For the word "rough", find each line in the entries where it occurs and copy that line.

□ □ □ □

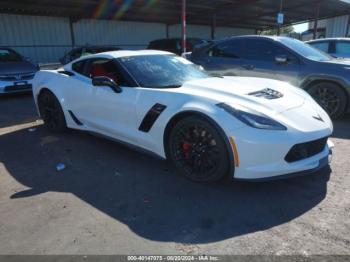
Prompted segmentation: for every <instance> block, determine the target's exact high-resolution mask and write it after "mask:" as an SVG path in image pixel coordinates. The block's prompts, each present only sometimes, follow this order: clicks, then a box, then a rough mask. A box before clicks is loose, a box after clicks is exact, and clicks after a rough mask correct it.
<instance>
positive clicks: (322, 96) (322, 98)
mask: <svg viewBox="0 0 350 262" xmlns="http://www.w3.org/2000/svg"><path fill="white" fill-rule="evenodd" d="M308 92H309V93H310V95H311V96H312V97H313V98H314V99H315V100H316V102H317V103H318V104H319V105H320V106H321V107H322V108H323V109H324V110H325V111H326V112H327V113H328V115H329V116H330V117H332V118H334V119H335V118H338V117H340V116H341V115H342V114H344V112H345V108H346V94H345V92H344V91H343V90H342V89H341V87H339V86H338V85H336V84H333V83H328V82H322V83H318V84H316V85H313V86H312V87H311V88H310V89H309V90H308Z"/></svg>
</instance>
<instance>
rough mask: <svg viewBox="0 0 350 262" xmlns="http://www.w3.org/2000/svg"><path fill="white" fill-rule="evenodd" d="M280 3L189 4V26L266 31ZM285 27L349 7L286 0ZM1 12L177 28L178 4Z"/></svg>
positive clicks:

□ □ □ □

### WRITTEN REPLY
Prompted segmentation: for every <instance> block, determine the target's exact high-resolution mask and write it after "mask:" as an SVG path in image pixel coordinates. The block's prompts, each present only sometimes, follow this order: clicks, then a box, then a rough mask. A box before clicks is loose, a box after clicks is exact, and clicks after a rough mask correct it.
rough mask: <svg viewBox="0 0 350 262" xmlns="http://www.w3.org/2000/svg"><path fill="white" fill-rule="evenodd" d="M280 3L189 4V26L266 31ZM285 27L349 7L286 0ZM1 12L177 28L178 4Z"/></svg>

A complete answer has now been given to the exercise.